• [WHAT THIS TASK INVOLVES] Rewrite every line of the entries below as a numbered list, leaving out blank lines.

• [RECORD EXCERPTS]
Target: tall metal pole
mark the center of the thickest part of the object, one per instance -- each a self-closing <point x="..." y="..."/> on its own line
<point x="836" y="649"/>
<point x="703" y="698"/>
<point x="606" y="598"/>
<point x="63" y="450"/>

• [SOLUTION]
1. Target: tall metal pole
2. mark the center of the thickest part of the object, one per instance -- each a self-closing <point x="..." y="..."/> on its own line
3. <point x="836" y="649"/>
4. <point x="703" y="698"/>
5. <point x="606" y="598"/>
6. <point x="63" y="450"/>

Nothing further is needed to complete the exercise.